> Do this
Please count the lines in the entries below that contain the word "bank". Reply with the number alone.

> Data excerpts
☆ ☆ ☆ ☆

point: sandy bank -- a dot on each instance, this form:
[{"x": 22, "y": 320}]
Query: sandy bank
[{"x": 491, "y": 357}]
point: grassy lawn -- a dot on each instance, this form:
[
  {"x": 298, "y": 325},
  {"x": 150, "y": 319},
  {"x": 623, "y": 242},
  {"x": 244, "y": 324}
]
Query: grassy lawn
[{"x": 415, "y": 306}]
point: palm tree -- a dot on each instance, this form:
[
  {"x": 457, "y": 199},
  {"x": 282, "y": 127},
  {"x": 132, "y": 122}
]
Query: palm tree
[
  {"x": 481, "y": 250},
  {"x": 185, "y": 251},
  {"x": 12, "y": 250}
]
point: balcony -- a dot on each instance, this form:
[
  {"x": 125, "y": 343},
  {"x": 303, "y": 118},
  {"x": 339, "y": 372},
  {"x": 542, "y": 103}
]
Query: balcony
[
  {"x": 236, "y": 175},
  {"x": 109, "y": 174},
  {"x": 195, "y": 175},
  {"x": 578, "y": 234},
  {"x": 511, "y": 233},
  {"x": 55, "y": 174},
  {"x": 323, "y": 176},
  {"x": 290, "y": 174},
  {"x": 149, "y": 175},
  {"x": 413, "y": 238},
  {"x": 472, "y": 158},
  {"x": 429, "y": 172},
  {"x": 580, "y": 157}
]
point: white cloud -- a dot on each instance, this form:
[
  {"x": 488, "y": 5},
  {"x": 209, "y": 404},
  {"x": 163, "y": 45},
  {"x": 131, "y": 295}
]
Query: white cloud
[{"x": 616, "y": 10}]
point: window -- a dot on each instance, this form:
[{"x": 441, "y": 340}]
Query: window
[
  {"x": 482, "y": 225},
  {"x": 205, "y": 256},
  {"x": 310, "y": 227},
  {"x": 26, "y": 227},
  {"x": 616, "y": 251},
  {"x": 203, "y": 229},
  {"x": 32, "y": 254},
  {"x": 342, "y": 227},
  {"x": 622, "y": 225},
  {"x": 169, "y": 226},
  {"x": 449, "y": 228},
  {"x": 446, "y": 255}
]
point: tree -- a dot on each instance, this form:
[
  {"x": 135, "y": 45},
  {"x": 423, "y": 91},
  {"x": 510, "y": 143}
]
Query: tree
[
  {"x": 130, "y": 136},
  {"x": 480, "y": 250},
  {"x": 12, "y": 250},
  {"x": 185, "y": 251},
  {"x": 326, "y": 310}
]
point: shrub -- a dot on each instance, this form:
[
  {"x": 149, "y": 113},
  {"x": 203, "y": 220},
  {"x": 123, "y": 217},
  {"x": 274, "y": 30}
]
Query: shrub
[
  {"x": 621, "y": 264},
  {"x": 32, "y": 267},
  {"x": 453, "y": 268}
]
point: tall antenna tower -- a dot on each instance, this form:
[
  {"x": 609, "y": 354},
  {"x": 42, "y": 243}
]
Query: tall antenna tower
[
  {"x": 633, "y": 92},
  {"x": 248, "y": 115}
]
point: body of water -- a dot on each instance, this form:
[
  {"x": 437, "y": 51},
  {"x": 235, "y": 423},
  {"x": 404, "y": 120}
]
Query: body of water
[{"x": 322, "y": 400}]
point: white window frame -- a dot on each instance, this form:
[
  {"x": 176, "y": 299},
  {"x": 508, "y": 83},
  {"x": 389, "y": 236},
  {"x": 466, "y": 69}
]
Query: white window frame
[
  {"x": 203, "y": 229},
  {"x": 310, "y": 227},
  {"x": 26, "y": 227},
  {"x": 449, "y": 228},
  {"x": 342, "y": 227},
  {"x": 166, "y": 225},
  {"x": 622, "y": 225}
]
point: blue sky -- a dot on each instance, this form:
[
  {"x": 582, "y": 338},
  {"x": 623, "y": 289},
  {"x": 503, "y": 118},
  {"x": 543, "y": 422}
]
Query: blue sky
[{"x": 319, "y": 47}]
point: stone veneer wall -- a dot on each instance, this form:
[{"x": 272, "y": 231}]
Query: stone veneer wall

☆ ☆ ☆ ☆

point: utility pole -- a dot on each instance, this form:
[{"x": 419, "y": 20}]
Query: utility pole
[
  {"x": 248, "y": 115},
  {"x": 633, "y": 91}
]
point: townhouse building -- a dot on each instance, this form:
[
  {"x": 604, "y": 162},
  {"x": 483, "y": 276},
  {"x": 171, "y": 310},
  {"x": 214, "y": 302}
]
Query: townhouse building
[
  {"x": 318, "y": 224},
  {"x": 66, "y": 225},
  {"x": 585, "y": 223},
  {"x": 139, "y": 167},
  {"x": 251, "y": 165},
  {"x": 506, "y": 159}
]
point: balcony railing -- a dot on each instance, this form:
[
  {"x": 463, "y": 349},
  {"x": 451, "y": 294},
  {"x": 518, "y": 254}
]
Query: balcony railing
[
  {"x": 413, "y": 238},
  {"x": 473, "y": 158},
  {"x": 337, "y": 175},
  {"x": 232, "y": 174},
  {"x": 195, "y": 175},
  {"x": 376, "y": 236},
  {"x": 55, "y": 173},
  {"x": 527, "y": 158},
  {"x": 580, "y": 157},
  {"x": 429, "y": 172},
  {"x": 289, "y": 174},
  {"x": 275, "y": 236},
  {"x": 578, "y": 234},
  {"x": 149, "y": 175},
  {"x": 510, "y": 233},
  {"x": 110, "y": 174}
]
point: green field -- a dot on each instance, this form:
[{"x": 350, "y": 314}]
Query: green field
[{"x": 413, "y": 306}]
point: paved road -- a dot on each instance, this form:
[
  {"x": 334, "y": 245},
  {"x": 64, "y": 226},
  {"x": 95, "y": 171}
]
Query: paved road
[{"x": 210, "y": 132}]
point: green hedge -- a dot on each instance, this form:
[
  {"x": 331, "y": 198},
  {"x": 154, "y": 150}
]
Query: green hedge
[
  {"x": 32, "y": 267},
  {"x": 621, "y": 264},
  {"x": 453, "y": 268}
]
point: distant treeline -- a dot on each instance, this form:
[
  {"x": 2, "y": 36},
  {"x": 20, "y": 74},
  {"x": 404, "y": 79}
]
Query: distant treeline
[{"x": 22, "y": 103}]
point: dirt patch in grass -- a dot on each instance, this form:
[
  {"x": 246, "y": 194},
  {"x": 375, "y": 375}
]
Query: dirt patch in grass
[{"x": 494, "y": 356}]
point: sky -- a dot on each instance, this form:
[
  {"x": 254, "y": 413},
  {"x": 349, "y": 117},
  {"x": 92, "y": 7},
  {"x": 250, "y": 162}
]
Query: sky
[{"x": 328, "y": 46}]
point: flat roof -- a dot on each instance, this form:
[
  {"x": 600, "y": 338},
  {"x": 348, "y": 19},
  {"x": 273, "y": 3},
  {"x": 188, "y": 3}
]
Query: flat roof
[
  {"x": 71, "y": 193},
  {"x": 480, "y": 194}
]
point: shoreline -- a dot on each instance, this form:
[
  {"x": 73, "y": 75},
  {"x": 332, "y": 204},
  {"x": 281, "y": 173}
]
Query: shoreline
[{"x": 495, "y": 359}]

☆ ☆ ☆ ☆

> Answer to this exercise
2